_Brief_
Update the entries from the line with "point_to SHOULD mark one point per instance of the woman weaving" up to and including the line with "pixel 679 80" by replacing "woven mat" with "straw mat" and leaving everything else unchanged. Return only those lines.

....

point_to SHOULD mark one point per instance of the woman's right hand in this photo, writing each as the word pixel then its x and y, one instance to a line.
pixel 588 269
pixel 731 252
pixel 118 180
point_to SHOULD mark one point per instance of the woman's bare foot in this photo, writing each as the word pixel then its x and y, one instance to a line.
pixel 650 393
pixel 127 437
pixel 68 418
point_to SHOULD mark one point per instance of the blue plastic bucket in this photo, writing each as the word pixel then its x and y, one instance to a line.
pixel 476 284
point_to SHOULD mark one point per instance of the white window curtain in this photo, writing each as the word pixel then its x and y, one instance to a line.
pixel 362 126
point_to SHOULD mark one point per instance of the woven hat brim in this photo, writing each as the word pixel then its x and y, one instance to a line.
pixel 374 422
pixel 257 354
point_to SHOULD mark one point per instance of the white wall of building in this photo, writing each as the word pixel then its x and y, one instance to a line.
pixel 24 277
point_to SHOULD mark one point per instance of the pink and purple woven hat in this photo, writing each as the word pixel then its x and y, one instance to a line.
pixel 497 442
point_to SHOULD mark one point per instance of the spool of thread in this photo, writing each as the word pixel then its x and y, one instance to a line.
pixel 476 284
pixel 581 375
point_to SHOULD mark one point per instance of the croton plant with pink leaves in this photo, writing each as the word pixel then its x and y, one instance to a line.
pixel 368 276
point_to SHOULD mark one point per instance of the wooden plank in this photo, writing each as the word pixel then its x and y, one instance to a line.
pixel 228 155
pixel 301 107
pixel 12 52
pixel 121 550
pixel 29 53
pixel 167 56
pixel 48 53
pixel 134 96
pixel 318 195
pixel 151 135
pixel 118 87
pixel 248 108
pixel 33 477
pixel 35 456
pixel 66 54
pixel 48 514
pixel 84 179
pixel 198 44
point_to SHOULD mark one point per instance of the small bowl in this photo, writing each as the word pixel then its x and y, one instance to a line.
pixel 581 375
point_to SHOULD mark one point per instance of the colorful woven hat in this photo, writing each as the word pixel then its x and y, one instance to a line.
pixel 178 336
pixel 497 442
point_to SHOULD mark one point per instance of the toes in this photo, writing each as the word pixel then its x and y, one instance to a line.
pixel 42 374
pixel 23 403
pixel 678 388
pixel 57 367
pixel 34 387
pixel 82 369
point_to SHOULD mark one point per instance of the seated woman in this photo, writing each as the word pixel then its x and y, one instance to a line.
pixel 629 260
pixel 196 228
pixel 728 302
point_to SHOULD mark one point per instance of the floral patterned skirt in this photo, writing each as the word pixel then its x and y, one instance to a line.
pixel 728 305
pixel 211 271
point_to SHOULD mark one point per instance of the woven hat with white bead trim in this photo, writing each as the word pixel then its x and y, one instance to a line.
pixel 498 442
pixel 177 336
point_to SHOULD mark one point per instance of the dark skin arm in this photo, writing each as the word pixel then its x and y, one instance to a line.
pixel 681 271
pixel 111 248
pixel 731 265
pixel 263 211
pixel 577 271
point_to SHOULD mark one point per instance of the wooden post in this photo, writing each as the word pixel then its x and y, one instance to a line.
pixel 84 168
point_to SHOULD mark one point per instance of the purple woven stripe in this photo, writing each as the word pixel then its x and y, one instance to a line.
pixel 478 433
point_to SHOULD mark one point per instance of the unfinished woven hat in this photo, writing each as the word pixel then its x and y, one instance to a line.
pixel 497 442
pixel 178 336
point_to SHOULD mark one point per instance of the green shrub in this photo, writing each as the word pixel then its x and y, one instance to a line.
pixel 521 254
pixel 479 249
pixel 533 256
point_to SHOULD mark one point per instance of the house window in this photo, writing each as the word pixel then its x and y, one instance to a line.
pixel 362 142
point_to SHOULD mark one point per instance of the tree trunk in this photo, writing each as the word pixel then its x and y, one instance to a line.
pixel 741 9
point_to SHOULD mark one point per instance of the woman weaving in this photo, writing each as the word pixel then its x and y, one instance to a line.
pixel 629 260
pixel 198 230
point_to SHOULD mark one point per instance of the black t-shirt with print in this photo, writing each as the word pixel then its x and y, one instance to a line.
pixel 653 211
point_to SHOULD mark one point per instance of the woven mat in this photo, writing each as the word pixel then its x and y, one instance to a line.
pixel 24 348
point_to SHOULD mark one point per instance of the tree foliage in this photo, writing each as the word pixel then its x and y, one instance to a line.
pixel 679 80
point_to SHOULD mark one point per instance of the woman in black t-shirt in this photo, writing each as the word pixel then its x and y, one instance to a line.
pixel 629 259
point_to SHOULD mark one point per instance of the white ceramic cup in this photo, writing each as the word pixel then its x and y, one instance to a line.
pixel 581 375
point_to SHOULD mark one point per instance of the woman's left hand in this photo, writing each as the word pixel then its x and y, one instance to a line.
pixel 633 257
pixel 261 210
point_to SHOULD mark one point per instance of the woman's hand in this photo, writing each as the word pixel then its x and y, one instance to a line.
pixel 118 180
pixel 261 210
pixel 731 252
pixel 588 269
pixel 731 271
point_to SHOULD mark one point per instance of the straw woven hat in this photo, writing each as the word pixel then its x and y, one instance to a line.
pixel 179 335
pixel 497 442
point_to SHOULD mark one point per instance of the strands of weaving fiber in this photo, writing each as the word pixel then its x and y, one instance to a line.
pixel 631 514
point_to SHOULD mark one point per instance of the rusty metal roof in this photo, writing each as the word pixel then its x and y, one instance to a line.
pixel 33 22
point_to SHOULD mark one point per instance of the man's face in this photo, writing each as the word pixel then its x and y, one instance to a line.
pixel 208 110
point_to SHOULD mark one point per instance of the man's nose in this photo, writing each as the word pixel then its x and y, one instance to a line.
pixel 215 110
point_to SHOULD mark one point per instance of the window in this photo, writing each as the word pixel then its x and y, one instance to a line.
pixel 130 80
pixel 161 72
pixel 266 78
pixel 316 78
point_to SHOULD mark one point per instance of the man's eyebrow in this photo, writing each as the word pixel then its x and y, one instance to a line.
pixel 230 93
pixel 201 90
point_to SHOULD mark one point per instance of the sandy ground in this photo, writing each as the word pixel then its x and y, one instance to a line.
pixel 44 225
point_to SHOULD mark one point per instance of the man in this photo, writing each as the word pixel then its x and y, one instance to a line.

....

_Full solution_
point_to SHOULD mark one point per instance of the woman weaving in this photo, writing each as the word pixel then its x and y, one instance to a line.
pixel 629 260
pixel 198 230
point_to SHOULD mark one point per instance of the black t-shirt with print in this photo, writing each as the word pixel then its x and y, one instance to a line.
pixel 653 211
point_to SHOULD mark one point per instance of the straw mat in this photo, writing each as the word pixel then its x and y, one instance to a line.
pixel 24 348
point_to SHOULD mark one point per instance of the tree foliage in this photo, writing each as the word pixel then its x and y, one instance to a line.
pixel 679 80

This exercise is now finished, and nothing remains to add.